*** Opening of Records for the task ***

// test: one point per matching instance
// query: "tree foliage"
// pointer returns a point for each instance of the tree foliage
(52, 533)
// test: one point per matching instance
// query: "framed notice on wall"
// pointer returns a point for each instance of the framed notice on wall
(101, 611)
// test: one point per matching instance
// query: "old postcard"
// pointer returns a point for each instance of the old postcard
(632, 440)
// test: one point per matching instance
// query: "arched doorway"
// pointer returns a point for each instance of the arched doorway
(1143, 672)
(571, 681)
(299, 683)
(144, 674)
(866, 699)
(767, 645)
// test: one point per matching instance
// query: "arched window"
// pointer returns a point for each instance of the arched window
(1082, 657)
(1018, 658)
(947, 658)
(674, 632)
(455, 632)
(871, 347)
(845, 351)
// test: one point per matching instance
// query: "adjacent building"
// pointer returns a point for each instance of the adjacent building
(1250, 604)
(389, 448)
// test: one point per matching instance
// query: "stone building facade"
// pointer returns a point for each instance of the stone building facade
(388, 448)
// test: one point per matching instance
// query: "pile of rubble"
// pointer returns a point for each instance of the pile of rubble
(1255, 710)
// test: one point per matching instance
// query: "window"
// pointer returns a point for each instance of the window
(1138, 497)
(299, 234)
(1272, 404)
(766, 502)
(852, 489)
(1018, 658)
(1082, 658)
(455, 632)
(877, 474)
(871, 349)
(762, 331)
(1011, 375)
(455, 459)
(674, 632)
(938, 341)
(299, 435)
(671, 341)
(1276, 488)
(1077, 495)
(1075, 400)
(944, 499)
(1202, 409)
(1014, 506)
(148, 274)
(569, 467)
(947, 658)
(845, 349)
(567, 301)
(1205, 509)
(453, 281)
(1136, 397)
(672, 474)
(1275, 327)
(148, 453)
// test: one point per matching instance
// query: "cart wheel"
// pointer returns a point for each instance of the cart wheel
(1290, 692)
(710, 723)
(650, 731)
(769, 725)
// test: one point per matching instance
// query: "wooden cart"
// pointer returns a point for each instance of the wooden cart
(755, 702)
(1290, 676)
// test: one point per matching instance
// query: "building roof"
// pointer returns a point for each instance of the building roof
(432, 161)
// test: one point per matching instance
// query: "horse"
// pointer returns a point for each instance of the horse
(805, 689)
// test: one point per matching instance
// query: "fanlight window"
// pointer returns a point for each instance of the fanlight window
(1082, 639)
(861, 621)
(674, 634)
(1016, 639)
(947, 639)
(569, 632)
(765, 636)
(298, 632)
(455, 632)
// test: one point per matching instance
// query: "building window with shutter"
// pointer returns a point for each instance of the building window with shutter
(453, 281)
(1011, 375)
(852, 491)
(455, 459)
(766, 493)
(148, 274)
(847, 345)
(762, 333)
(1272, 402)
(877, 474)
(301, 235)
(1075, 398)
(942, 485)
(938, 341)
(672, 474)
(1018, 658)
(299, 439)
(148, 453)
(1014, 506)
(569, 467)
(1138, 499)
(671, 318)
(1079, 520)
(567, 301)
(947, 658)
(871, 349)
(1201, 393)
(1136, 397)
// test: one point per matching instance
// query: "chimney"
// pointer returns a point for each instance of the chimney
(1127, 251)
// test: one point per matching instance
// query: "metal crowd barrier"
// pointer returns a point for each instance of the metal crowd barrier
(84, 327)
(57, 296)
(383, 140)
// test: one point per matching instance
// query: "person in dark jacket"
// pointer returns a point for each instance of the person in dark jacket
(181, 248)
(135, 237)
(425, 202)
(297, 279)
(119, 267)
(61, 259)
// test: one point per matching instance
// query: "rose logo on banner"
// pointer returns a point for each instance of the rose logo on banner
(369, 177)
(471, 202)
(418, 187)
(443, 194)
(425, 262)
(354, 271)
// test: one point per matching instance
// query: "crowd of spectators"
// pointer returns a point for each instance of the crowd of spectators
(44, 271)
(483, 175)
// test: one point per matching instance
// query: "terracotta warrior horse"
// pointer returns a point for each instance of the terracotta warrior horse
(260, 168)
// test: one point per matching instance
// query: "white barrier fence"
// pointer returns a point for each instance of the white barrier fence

*** Close of Records for the task ***

* **Work request**
Match on "white": copy every line in the records that has it.

* **Task solution**
// query: "white barrier fence"
// pointer returns a point for each instance of the white barrier fence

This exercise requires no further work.